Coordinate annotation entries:
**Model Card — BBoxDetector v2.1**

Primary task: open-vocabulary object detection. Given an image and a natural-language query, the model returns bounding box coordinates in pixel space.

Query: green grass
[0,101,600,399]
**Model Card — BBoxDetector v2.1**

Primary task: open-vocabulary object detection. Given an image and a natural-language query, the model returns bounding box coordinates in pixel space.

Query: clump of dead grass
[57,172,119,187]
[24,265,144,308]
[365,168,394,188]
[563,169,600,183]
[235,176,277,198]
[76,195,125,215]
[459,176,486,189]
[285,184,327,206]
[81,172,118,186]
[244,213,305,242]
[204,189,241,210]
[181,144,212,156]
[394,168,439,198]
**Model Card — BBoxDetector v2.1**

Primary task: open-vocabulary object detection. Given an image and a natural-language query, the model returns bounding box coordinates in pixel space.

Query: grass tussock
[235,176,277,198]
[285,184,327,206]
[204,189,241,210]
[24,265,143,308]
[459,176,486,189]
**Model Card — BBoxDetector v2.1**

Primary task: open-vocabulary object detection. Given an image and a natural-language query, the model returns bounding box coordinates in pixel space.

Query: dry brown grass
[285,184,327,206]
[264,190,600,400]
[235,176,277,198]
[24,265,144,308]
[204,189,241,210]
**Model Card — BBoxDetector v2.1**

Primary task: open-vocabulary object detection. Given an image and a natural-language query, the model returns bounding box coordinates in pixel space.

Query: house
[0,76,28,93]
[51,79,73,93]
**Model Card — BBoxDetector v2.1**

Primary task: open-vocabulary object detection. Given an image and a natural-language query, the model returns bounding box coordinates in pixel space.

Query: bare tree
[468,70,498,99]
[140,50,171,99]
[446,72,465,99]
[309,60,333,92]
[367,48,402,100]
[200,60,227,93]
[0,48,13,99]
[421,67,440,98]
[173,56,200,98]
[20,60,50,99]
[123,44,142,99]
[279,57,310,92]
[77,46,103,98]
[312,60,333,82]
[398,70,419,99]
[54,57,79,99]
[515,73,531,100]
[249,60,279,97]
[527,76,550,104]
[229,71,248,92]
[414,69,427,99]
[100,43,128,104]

**EXERCISE AIM**. Pull out each line of the listing that contains the word "grass", copying every such line in full.

**CORRECT RESULT**.
Query: green grass
Query: clump of dead grass
Query: grass tussock
Query: dry brown grass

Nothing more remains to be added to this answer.